Passage shown:

AgentSkillsCN

debug-os-worker

借助Cloudflare MCP服务器(事件、密钥、值以及定向查询),调试Cloudflare `os` Worker中的运行失败问题。适用于诊断生产环境中的500错误、日志缺失、守护进程或控制平面问题,以及请求级别的回归问题。

SKILL.md
--- frontmatter
name: debug-os-worker
description: Debug failures in the Cloudflare `os` worker using the Cloudflare MCP server (events, keys, values, and targeted queries). Use when diagnosing 500s, missing logs, daemon/control-plane issues, or request-level regressions in production.
publish: false

Debug OS Worker

Debug production control-plane issues in the Cloudflare os worker.

Workflow

  1. Use the os worker only (no worker-name discovery step).
  2. Pull recent events first, then filter.
  3. Identify exact failing trigger/message/requestId.
  4. Quantify scope with calculations.
  5. Return evidence + next code path to inspect.

Steps

1) Worker + timeframe defaults

  • Worker is always os.
  • Start with last 30 minutes.
  • If empty/noisy, move to 60m, then 3h.

2) Baseline query (events)

  • Run user-cloudflare-query_worker_observability with:
    • view: "events"
    • filter $metadata.service == "os" (if key exists)
    • limit 20-50
  • Goal: collect real values for:
    • $metadata.trigger
    • $metadata.message
    • $metadata.error
    • $metadata.requestId
    • $metadata.level

3) Error-focused query

  • Add one of:
    • $metadata.error exists
    • $metadata.level == "error" (or observed level value)
    • $metadata.message includes "<observed failure substring>"
  • Use concrete values from baseline results. Do not guess keys/values.

If you have a daemon-side correlation id or cf-ray, search for it in message/request-id fields.

4) Verify keys/values only when needed

  • If a filter fails or returns nothing:
    • call user-cloudflare-observability_keys
    • call user-cloudflare-observability_values for the exact key
  • Then retry with exact returned value.

(Stored data entries)
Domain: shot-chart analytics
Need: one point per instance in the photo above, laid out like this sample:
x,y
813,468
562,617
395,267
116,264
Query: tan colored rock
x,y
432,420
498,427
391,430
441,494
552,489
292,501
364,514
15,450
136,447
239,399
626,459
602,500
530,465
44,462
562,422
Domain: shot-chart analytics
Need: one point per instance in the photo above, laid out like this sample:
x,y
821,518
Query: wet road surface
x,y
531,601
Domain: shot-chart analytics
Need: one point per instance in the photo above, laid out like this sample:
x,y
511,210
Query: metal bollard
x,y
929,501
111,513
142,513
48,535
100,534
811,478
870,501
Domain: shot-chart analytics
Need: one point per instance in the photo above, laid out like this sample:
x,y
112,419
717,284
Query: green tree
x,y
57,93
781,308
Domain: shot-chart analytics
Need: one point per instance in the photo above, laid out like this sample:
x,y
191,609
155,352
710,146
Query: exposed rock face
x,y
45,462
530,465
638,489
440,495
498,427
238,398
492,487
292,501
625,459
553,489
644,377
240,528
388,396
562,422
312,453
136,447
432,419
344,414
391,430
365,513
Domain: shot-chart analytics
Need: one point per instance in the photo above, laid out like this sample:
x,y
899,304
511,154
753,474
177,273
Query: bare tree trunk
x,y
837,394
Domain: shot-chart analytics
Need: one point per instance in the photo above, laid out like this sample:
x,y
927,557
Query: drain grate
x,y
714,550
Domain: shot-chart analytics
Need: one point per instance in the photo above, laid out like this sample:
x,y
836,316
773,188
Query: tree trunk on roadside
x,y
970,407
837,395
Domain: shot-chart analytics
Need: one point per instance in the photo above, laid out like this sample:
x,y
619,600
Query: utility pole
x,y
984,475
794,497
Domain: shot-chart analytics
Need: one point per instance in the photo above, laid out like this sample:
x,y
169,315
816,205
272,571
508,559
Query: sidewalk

Instructions for the task:
Carry on the guide to debugging the Cloudflare os worker from the point where it stops, after step 4 on verifying keys and values.

Exercise result:
5) Scope query (calculations)

  • Use view: "calculations" for:
    • total error count in timeframe
    • grouped counts by trigger or message
  • Keep group-bys small. Use only verified keys.

6) Optional live tail with Doppler (outside MCP)

Use only when you need live correlation during an active incident:

doppler run --config prd -- npx wrangler tail os --format json

Use MCP for historical triage; use tail for real-time confirmation.

Hard Rules

  • Always debug os, not other workers.
  • Start with events before calculations.
  • Prefer includes over regex unless required.
  • Keep queries iterative (small steps, short timeframe first).
  • If zero results, widen time before adding complexity.

Output Format

Return:

  1. Failing path: trigger/message/error signature.
  2. Scope: count + timeframe (+ grouped breakdown if useful).
  3. Evidence: requestId/cf-ray/message excerpts.
  4. Most likely backend code path to inspect next.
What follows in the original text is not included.